Exactly reproduce the line that contains "Find the woman in the" and all lines after it in the entries below, through the very last line.

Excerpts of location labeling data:
-*-*-
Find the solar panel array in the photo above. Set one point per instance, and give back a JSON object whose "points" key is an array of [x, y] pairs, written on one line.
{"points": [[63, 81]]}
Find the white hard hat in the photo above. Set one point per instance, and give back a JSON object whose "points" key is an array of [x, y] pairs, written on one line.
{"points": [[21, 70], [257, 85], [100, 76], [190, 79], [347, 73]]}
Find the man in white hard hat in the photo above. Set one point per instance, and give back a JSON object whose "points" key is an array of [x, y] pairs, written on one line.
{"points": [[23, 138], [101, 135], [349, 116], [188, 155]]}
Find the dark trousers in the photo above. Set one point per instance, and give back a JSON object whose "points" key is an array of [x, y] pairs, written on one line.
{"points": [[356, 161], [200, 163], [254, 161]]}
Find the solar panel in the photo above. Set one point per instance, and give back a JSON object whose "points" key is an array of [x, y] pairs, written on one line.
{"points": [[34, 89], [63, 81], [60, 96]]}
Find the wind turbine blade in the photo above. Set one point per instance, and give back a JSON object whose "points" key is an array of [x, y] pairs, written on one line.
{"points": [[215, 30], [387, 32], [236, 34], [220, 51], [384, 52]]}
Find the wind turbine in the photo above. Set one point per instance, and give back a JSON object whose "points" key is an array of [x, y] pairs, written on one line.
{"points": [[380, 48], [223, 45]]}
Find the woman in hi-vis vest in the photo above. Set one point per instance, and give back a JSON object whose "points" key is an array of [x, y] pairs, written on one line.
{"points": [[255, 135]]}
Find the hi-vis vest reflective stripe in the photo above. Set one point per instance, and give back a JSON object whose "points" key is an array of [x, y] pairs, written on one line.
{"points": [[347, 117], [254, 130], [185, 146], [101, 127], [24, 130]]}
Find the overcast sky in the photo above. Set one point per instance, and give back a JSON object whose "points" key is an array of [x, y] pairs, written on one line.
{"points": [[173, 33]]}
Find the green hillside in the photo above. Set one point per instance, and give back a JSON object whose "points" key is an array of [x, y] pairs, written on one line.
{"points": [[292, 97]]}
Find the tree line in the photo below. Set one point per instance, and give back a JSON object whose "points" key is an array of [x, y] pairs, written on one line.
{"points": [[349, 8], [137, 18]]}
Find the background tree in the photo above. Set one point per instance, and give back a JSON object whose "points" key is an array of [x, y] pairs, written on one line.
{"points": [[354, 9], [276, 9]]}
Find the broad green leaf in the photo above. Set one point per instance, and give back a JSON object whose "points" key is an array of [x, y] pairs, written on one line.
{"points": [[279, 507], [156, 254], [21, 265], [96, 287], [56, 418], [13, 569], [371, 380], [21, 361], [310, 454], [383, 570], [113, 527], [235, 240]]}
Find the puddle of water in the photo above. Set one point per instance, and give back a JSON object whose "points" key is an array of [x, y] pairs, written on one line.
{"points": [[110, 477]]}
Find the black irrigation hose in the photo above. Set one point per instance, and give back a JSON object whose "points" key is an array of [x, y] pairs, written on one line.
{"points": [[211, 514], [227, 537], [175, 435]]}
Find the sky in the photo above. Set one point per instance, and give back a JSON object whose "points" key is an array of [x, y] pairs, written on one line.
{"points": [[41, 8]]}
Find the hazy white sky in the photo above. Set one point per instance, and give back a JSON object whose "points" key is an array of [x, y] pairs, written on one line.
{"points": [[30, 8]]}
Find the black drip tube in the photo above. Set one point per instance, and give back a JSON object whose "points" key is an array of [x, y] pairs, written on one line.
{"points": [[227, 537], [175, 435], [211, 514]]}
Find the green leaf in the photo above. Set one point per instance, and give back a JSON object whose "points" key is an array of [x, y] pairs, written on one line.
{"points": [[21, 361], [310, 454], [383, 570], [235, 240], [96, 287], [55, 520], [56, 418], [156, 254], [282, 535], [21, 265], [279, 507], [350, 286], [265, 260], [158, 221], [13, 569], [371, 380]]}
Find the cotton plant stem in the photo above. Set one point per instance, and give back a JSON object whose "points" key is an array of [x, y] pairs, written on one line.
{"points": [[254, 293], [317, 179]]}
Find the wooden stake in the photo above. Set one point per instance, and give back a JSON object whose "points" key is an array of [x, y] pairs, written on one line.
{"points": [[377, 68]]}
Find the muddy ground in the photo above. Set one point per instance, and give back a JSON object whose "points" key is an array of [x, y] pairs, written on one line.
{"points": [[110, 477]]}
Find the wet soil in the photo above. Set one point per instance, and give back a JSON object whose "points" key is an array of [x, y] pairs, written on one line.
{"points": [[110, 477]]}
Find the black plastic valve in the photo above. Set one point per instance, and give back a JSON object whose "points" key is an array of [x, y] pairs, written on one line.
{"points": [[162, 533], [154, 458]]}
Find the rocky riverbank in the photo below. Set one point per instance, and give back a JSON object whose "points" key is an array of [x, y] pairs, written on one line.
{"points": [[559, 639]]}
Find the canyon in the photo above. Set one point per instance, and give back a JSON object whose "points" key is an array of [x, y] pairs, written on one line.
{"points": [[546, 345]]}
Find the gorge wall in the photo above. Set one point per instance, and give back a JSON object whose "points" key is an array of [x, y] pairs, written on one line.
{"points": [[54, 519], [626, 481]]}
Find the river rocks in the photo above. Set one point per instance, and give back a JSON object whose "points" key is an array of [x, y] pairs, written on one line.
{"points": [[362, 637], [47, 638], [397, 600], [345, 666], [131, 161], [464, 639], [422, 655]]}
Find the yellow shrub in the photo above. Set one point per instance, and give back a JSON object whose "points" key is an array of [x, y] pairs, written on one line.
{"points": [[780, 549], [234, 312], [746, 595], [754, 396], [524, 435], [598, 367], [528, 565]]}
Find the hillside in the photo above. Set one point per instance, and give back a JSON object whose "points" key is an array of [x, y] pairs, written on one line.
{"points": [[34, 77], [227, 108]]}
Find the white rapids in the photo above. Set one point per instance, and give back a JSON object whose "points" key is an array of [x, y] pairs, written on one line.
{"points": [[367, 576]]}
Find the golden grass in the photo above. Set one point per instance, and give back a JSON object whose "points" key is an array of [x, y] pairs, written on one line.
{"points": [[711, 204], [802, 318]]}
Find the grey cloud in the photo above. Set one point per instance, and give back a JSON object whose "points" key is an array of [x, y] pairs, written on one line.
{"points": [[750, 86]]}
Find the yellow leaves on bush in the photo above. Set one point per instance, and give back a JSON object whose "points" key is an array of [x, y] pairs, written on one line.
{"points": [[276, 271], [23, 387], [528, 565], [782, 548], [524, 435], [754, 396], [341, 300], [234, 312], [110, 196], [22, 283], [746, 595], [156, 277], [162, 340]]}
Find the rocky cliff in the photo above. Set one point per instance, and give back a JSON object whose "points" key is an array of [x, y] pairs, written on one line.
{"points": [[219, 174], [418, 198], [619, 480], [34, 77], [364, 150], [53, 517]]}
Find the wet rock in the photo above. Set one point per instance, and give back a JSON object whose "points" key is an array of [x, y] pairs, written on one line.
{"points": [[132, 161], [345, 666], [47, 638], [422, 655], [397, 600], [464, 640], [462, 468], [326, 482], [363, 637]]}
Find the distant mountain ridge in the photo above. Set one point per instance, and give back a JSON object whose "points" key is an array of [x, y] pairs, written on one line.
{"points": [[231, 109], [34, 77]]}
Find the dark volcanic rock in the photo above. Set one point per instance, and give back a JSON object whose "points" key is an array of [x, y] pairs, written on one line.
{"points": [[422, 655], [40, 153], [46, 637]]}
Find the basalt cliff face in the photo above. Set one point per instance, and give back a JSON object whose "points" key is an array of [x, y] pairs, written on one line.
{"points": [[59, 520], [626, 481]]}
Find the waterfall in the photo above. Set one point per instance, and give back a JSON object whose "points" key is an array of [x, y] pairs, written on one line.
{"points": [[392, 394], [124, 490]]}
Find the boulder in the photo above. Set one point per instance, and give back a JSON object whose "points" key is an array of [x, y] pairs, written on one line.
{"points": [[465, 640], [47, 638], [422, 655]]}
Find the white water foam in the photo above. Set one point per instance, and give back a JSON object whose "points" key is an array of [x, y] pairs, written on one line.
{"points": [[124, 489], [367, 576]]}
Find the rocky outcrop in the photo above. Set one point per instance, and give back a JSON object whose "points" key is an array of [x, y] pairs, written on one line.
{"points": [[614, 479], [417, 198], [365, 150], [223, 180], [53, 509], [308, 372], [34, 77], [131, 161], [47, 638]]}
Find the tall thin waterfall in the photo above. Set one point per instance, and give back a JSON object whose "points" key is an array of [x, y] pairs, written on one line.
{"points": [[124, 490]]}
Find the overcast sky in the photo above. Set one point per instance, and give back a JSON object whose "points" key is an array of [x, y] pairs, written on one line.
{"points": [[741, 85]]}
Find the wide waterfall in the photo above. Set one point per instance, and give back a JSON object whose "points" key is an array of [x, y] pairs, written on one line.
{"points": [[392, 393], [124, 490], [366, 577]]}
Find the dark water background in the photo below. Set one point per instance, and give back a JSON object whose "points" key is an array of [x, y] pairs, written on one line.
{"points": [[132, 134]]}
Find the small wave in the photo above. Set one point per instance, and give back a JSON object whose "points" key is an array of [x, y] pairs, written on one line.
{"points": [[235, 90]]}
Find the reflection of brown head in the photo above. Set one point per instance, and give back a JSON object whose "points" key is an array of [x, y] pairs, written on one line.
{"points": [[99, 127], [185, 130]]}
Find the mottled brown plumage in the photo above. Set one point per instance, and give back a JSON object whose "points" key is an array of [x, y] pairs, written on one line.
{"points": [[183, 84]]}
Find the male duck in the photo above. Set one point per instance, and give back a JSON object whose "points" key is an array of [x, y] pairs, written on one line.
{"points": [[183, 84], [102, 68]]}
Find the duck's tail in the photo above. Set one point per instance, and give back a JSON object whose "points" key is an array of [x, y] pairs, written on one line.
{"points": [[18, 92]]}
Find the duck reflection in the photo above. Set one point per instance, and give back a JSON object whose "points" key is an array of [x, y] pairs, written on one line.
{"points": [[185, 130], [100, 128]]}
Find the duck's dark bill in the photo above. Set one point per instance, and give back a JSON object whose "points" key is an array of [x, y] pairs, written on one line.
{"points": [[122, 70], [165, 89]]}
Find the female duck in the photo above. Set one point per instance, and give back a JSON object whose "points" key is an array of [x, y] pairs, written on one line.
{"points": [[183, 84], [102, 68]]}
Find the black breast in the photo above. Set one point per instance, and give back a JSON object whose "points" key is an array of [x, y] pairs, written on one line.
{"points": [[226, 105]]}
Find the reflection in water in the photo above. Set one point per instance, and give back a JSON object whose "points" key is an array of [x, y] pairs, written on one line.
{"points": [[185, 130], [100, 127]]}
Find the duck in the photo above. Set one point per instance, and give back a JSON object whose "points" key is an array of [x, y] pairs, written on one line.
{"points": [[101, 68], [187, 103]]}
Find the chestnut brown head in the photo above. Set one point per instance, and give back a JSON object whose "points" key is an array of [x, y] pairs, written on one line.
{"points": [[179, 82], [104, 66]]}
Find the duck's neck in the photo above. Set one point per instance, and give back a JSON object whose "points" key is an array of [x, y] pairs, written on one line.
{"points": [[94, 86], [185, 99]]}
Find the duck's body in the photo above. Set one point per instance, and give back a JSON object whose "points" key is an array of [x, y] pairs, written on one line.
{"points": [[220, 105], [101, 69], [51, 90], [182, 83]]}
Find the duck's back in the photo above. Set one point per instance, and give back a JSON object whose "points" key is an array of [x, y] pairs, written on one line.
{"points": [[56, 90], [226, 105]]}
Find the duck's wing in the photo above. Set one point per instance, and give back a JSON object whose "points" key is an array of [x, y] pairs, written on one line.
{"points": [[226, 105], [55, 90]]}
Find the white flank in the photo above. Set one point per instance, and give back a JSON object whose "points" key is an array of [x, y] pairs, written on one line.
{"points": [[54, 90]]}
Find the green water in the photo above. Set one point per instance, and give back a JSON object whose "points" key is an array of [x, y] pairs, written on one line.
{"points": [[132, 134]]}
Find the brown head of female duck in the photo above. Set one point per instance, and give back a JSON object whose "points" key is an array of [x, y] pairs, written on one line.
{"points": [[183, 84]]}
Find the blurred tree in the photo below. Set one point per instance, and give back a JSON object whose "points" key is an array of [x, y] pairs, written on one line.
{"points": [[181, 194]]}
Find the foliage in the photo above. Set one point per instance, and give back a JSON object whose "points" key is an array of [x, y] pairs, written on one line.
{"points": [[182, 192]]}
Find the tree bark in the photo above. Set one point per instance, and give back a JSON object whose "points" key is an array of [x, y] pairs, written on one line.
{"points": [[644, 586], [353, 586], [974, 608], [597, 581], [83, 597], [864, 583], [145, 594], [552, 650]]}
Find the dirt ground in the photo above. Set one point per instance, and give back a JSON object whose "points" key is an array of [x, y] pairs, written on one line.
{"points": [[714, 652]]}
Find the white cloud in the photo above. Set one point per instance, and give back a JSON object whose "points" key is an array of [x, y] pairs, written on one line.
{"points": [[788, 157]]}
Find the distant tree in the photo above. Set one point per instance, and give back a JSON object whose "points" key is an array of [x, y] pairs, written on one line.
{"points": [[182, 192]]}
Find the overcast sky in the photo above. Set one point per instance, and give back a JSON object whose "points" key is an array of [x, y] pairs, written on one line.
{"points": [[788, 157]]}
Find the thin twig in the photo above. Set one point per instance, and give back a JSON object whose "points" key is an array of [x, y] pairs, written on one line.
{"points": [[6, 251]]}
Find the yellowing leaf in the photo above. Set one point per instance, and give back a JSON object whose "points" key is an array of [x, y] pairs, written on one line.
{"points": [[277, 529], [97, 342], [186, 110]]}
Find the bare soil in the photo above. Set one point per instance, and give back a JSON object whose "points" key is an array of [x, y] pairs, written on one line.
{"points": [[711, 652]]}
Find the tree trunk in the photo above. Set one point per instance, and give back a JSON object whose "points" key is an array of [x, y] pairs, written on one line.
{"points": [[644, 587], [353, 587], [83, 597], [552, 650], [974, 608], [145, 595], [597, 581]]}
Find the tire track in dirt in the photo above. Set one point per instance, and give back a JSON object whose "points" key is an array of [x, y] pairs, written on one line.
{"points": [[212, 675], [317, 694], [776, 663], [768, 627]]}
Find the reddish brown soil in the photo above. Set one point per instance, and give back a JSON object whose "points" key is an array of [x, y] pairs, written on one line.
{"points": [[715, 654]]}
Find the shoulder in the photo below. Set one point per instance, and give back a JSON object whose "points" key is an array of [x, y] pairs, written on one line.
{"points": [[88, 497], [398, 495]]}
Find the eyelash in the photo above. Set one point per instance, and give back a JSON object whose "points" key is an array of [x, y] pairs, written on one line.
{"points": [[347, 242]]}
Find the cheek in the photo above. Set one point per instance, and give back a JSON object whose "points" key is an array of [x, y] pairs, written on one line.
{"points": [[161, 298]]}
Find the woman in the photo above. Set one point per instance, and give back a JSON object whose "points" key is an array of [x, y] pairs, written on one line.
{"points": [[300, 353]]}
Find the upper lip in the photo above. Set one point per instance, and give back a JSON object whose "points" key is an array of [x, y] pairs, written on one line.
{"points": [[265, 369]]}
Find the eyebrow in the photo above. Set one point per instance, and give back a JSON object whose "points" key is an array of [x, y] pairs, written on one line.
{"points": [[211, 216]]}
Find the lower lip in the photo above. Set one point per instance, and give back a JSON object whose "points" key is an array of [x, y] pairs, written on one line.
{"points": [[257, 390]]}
-*-*-
## Task result
Find the woman in the photo above. Set one point per instance, and give back a JSON object whose "points" key is an array of [x, y] pairs, written on one line.
{"points": [[300, 353]]}
Find the upper lip in the photo above. Set one point per instance, and give back a JSON object whose "points" key is an array of [x, y] pairs, written on one line.
{"points": [[265, 369]]}
Find the eyebrow in the photo above. Set one point per instance, and give back a JSON object whose "points" key is an array of [x, y] pairs, written on one line.
{"points": [[211, 216]]}
Find the lower lip in the photo above. Set one point per instance, and give back a JSON object whose "points" key is an array of [x, y] pairs, written on one line.
{"points": [[257, 390]]}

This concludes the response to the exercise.